* _Task directions_: Copy out the full text below on the Kingston Royals Dragon Boat Club, word for word.

* _Extract to read_:
Dragon boat club in Teddington, England

Kingston Royals Dragon Boat Club is based in Teddington on the non-tidal Thames.

==History==
The club was founded in 1988 as the dragon boat racing section of the Royal Canoe Club (RCC), among the inceptive wave nationally. The section was formed from a mixture of RCC members and members of Kingston Rowing Club. The club obtained one of the original teak racing boats brought into the country by the Hong Kong Tourist Association to promote dragon boating in the UK. This boat now donated to a club in Germany, was used for racing and training before the introduction of the new glass fibre racing boats.

The club began competing in the Far East mainly and by 1990 was the first European team to get to the finals of any competition.

In the 1990s, the club never finished below second in any event it entered at the British National Cup; in 1990, 1992, 1993, 1996 and 1998 it completed a "pinkwash" (named for the club's distinctive club colour) of wins in the Open, Mixed and Women's events. Leading members left and four poor years occurred including no races won in 2001 and one British Dragon Boat National League event win for 2002. Momentum restored, and the club is now racing at the highest level of UK racing since promotion to the Premier Division of the British Dragon Boat National League at the end of 2003.

* _Data to examine_:
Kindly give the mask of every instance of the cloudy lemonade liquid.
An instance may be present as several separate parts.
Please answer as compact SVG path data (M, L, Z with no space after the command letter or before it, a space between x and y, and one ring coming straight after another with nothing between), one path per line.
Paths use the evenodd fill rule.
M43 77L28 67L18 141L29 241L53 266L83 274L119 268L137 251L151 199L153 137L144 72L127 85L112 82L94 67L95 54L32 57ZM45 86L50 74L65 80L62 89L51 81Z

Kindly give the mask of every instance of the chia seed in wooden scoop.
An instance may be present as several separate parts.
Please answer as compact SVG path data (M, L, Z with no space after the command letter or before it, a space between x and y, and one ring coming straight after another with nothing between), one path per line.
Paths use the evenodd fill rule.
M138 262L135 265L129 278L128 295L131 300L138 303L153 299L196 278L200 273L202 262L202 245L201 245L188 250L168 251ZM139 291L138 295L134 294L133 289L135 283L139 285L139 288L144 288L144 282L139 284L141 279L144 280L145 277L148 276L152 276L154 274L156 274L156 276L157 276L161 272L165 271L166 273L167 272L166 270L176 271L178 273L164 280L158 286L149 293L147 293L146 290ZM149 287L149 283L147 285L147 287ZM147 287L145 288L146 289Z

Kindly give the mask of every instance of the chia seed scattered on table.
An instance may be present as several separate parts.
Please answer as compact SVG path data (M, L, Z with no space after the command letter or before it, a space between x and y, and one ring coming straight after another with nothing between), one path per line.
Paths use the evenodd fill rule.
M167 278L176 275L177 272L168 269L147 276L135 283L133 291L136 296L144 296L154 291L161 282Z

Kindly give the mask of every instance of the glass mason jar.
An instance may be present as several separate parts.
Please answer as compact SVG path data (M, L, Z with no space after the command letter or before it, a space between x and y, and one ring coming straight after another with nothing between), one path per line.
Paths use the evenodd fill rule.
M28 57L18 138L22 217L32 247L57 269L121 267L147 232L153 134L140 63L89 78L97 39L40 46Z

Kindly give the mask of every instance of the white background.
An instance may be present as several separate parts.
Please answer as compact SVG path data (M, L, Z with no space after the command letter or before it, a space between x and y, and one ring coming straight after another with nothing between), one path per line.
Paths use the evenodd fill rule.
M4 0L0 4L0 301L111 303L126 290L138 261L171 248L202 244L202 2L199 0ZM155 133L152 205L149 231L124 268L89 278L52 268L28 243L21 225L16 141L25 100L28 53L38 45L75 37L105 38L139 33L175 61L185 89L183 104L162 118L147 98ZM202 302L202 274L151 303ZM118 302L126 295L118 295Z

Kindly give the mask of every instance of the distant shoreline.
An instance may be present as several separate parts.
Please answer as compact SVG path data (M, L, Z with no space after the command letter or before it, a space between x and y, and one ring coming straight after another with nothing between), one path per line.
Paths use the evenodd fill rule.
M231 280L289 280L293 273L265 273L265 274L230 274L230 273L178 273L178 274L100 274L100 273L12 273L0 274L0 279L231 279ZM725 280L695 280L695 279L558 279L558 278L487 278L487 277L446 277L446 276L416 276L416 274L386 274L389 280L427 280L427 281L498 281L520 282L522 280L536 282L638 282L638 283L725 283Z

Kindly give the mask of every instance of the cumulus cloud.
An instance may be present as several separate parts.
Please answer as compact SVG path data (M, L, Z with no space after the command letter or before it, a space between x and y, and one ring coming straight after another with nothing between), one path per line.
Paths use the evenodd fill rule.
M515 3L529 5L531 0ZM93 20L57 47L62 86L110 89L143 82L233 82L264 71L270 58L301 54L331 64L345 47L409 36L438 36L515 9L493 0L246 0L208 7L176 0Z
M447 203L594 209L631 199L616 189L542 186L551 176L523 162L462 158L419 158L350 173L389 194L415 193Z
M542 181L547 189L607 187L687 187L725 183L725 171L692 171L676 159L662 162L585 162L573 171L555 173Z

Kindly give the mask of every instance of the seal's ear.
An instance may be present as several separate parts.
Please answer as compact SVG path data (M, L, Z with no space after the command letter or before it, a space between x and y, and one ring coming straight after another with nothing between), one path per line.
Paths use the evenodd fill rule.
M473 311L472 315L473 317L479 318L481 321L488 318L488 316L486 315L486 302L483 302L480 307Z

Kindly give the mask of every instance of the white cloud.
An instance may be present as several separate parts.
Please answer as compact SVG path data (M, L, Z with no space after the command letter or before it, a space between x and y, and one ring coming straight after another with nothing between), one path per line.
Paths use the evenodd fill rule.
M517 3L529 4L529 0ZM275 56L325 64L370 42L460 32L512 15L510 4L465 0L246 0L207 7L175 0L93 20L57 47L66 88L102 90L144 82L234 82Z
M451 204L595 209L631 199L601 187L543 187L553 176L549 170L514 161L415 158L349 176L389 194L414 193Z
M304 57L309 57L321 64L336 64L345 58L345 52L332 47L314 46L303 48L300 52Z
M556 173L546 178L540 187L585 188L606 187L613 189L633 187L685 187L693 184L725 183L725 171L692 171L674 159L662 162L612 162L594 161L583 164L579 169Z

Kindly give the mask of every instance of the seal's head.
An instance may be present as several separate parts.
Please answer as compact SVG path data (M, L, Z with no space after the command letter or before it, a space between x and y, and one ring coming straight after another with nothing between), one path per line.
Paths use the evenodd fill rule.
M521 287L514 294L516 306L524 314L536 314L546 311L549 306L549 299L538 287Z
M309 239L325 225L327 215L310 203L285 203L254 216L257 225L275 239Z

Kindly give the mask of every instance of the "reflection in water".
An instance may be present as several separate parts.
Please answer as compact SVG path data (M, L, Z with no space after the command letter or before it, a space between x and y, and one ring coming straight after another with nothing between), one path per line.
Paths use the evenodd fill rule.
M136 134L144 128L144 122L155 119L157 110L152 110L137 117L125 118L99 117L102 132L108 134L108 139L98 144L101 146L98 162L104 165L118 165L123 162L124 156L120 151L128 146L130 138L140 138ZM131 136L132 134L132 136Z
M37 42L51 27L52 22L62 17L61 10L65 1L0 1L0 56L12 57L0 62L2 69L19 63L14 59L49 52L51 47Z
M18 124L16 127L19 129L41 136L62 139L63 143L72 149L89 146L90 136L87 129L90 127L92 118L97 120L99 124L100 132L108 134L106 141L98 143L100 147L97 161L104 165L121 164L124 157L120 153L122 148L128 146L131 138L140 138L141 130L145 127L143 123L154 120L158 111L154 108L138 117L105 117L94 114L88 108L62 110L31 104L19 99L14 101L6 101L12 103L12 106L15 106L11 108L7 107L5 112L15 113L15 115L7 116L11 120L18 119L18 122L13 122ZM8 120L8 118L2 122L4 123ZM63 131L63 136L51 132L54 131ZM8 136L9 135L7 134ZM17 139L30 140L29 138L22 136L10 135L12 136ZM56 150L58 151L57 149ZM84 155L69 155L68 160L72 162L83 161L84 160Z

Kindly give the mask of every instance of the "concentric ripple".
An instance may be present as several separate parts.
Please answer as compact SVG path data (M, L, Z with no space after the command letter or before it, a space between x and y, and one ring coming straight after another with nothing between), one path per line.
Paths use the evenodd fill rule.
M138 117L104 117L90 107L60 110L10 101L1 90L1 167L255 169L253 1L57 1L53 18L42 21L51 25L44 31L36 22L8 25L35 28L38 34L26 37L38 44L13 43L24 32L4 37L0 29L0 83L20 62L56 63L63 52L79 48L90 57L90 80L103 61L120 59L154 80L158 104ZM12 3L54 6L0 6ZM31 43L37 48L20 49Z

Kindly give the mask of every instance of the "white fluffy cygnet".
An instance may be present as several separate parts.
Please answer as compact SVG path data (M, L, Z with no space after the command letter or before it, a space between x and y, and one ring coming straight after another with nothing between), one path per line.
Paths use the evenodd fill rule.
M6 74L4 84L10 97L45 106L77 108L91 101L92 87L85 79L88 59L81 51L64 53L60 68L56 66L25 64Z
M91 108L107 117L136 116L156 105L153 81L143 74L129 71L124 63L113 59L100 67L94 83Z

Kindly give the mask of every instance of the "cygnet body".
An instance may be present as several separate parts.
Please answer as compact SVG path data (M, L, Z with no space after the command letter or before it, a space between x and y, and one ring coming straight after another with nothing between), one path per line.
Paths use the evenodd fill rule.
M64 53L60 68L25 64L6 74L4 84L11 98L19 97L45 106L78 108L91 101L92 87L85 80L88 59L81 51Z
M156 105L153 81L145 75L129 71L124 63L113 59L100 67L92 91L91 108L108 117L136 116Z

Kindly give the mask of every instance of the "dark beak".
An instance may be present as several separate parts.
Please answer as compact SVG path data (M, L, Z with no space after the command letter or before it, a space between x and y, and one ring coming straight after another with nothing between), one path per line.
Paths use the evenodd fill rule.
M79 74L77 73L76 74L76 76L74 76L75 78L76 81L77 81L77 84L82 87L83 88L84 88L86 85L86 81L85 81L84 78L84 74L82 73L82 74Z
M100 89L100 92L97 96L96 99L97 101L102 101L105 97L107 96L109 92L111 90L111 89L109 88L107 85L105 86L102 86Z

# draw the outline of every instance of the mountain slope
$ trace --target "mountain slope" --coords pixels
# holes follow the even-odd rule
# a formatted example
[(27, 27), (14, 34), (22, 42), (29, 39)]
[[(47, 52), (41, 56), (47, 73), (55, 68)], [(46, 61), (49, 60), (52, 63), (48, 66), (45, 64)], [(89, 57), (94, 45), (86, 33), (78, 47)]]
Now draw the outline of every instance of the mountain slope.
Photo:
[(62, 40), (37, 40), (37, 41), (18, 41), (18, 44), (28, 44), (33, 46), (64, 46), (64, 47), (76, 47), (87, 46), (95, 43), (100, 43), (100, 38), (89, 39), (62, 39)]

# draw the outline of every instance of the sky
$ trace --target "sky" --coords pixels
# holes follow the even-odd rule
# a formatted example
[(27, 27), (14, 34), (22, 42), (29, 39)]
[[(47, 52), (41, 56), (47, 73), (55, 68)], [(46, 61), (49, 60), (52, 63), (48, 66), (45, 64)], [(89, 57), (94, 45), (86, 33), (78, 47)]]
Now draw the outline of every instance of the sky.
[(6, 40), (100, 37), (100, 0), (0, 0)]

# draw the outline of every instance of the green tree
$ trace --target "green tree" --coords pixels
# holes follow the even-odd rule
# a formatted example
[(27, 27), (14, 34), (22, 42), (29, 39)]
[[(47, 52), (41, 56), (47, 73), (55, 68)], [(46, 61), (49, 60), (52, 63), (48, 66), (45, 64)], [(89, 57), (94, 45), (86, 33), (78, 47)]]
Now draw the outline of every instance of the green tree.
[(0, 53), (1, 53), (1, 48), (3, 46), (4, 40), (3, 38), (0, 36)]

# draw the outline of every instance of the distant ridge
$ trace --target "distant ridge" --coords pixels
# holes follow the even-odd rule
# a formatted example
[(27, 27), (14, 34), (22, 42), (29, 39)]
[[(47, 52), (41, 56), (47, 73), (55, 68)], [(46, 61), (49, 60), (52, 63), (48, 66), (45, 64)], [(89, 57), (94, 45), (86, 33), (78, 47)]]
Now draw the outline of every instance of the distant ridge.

* _Expected answer_:
Dragon boat club in Teddington, England

Kingston Royals Dragon Boat Club is based in Teddington on the non-tidal Thames.

==History==
The club was founded in 1988 as the dragon boat racing section of the Royal Canoe Club (RCC), among the inceptive wave nationally. The section was formed from a mixture of RCC members and members of Kingston Rowing Club. The club obtained one of the original teak racing boats brought into the country by the Hong Kong Tourist Association to promote dragon boating in the UK. This boat now donated to a club in Germany, was used for racing and training before the introduction of the new glass fibre racing boats.

The club began competing in the Far East mainly and by 1990 was the first European team to get to the finals of any competition.

In the 1990s, the club never finished below second in any event it entered at the British National Cup; in 1990, 1992, 1993, 1996 and 1998 it completed a "pinkwash" (named for the club's distinctive club colour) of wins in the Open, Mixed and Women's events. Leading members left and four poor years occurred including no races won in 2001 and one British Dragon Boat National League event win for 2002. Momentum restored, and the club is now racing at the highest level of UK racing since promotion to the Premier Division of the British Dragon Boat National League at the end of 2003.